(Material provided)

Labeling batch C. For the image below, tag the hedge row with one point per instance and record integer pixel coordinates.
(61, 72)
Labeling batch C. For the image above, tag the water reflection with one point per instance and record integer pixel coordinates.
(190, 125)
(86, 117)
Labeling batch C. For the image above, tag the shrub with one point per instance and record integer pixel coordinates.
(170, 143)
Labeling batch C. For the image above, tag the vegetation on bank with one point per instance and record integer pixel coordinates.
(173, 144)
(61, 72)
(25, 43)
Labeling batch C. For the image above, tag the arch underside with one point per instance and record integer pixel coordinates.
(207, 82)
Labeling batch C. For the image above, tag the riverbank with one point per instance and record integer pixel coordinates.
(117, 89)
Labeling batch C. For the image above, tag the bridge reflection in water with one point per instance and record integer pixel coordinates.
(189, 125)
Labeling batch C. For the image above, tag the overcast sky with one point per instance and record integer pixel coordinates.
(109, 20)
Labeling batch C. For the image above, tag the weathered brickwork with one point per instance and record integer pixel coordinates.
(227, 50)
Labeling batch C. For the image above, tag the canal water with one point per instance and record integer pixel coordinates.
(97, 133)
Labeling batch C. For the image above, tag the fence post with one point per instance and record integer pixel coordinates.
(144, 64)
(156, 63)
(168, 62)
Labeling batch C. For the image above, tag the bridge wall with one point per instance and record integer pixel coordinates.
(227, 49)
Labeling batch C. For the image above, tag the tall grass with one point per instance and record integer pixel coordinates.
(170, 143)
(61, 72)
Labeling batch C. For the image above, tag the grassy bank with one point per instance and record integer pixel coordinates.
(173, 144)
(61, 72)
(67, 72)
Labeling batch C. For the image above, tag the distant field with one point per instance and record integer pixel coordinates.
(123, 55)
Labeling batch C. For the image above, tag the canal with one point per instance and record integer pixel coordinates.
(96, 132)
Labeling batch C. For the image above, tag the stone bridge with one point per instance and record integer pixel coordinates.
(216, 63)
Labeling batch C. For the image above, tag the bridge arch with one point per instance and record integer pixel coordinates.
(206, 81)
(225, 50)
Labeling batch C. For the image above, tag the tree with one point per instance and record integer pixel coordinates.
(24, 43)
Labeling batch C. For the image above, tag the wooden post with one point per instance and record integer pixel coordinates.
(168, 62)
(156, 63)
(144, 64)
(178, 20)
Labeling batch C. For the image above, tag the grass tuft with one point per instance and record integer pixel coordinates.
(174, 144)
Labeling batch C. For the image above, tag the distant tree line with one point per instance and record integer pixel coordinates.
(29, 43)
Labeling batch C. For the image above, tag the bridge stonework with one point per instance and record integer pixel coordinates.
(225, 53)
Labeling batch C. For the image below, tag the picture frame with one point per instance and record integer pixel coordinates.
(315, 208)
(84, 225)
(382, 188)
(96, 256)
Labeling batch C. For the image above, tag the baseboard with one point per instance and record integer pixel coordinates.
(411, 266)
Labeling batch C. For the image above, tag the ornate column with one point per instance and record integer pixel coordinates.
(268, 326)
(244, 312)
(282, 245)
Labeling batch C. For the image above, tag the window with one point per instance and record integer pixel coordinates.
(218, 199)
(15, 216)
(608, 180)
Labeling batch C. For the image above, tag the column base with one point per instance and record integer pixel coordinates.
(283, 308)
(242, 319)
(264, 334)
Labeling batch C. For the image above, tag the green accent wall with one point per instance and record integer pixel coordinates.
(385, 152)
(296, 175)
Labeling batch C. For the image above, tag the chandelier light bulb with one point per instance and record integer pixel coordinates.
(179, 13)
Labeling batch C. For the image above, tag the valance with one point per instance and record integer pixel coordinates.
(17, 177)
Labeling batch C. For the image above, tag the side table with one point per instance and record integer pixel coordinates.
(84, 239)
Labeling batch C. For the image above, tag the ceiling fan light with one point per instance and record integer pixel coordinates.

(End Material provided)

What is needed =>
Transcribe all entries exactly as they appear above.

Response box =>
Labeling batch C. For the image below, tag the hedge row with one point per instance and record integer pixel coordinates.
(61, 72)
Labeling batch C. For the image above, tag the water reflection with one point per instance and record integer pixel coordinates.
(190, 125)
(86, 117)
Labeling batch C. For the image above, tag the shrub with one point per instance and record integer pixel coordinates.
(170, 143)
Labeling batch C. For the image above, tag the vegetation on bank with one point per instance and record integer pixel coordinates.
(173, 144)
(61, 72)
(25, 43)
Labeling batch C. For the image above, tag the arch underside with one point per instance and record integer pixel coordinates.
(207, 82)
Labeling batch C. For the image above, tag the riverbank with one point per instance and record integer pixel coordinates.
(117, 89)
Labeling batch C. For the image above, tag the bridge reflection in water with one point per instance and record integer pixel coordinates.
(189, 125)
Labeling batch C. For the image above, tag the overcast sky with one point per instance and record integer pixel coordinates.
(109, 20)
Labeling batch C. For the image above, tag the weathered brickwork with one point per instance and record integer pixel coordinates.
(227, 50)
Labeling batch C. For the image above, tag the canal water with one point per instance and record integer pixel coordinates.
(97, 133)
Labeling batch C. For the image above, tag the fence post with one point per instance and record integer pixel coordinates.
(144, 64)
(156, 63)
(168, 62)
Labeling batch C. For the image above, tag the bridge wall with one point per instance and record integer pixel coordinates.
(227, 49)
Labeling batch C. For the image above, tag the tall grass with one point per instance and record integer pixel coordinates.
(170, 143)
(61, 72)
Labeling batch C. For the image above, tag the grassy bank with one point per instance and record integer pixel coordinates.
(173, 144)
(61, 72)
(67, 72)
Labeling batch C. For the image above, tag the distant field with one point per instance and record integer pixel coordinates.
(123, 55)
Labeling batch C. For the image above, tag the canal with one point per instance and record integer pixel coordinates.
(96, 132)
Labeling batch C. For the image above, tag the stone bridge with one point per instance and record integer pixel coordinates.
(216, 63)
Labeling batch C. For the image above, tag the bridge arch with one point per instance and record integer pixel coordinates.
(206, 81)
(225, 50)
Labeling batch C. For the image above, tag the tree with one point per instance and record integer pixel coordinates.
(24, 43)
Labeling batch C. For the image above, tag the wooden post with one point per instance and record integer pixel coordinates.
(168, 62)
(156, 63)
(144, 64)
(178, 20)
Labeling batch C. For the image above, tag the grass tuft with one point per instance and record integer pixel coordinates.
(174, 144)
Labeling batch C. For the image above, tag the distant tree line with one point per instance and record integer pixel coordinates.
(29, 43)
Labeling batch C. For the image above, tag the bridge stonework with one point per instance and record integer pixel coordinates.
(225, 53)
Labeling batch C. For the image below, tag the picture frame with one point per instance and record integer pixel coordinates.
(315, 208)
(84, 225)
(382, 188)
(96, 256)
Labeling batch C. For the image above, tag the baseboard with one point per instance and record integer pixel coordinates.
(411, 266)
Labeling batch C. For the image above, tag the ornate column with one point per instance and record integer pixel coordinates.
(268, 326)
(244, 312)
(282, 245)
Labeling batch C. For the image above, tag the window with one point per instance and record integer pixel coordinates.
(218, 199)
(15, 216)
(608, 180)
Labeling batch C. For the image above, tag the column base with one point per instance and record integer pixel coordinates.
(283, 308)
(242, 319)
(264, 334)
Labeling batch C. For the image above, tag the green accent wall with one point per instance and record integer pixel coordinates.
(385, 152)
(296, 175)
Labeling batch C. For the image above, tag the chandelier light bulb with one point per instance and record integer pixel coordinates.
(179, 13)
Labeling batch C. For the image above, tag the valance with one point per instance and record integer pixel coordinates.
(17, 177)
Labeling batch C. For the image above, tag the side table with one point per instance and record integer pixel coordinates.
(84, 239)
Labeling batch C. For the image above, tag the ceiling fan light with one point per instance and record integer pixel coordinates.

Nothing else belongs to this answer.